→ WORK TO COMPLETE:
Rewrite the lines of every item below, substituting "tomato peel" for each occurrence of "tomato skin" and leaving everything else unchanged.

→ Location annotation dataset excerpts:
..........

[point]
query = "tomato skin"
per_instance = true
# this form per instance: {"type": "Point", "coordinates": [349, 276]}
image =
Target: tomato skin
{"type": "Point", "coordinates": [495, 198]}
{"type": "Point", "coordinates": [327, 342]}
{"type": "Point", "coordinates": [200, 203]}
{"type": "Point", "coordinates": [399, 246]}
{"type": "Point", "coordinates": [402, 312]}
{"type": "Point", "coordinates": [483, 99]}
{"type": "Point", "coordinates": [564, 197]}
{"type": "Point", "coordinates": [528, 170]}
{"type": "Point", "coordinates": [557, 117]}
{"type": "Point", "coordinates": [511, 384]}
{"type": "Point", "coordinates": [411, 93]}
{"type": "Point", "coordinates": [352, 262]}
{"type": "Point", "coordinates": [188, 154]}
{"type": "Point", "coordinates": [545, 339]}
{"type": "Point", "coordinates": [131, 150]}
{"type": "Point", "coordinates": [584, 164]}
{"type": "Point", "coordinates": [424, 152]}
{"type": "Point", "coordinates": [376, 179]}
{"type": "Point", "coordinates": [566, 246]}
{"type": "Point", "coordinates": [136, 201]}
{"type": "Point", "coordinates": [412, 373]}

..........

→ EXPECTED ANSWER:
[point]
query = "tomato peel"
per_instance = true
# this form per instance: {"type": "Point", "coordinates": [349, 276]}
image =
Target: tomato peel
{"type": "Point", "coordinates": [495, 198]}
{"type": "Point", "coordinates": [327, 342]}
{"type": "Point", "coordinates": [200, 203]}
{"type": "Point", "coordinates": [399, 246]}
{"type": "Point", "coordinates": [402, 312]}
{"type": "Point", "coordinates": [483, 99]}
{"type": "Point", "coordinates": [564, 197]}
{"type": "Point", "coordinates": [528, 170]}
{"type": "Point", "coordinates": [557, 117]}
{"type": "Point", "coordinates": [511, 384]}
{"type": "Point", "coordinates": [411, 93]}
{"type": "Point", "coordinates": [352, 262]}
{"type": "Point", "coordinates": [188, 154]}
{"type": "Point", "coordinates": [545, 339]}
{"type": "Point", "coordinates": [131, 150]}
{"type": "Point", "coordinates": [584, 164]}
{"type": "Point", "coordinates": [424, 152]}
{"type": "Point", "coordinates": [376, 179]}
{"type": "Point", "coordinates": [566, 246]}
{"type": "Point", "coordinates": [136, 201]}
{"type": "Point", "coordinates": [412, 373]}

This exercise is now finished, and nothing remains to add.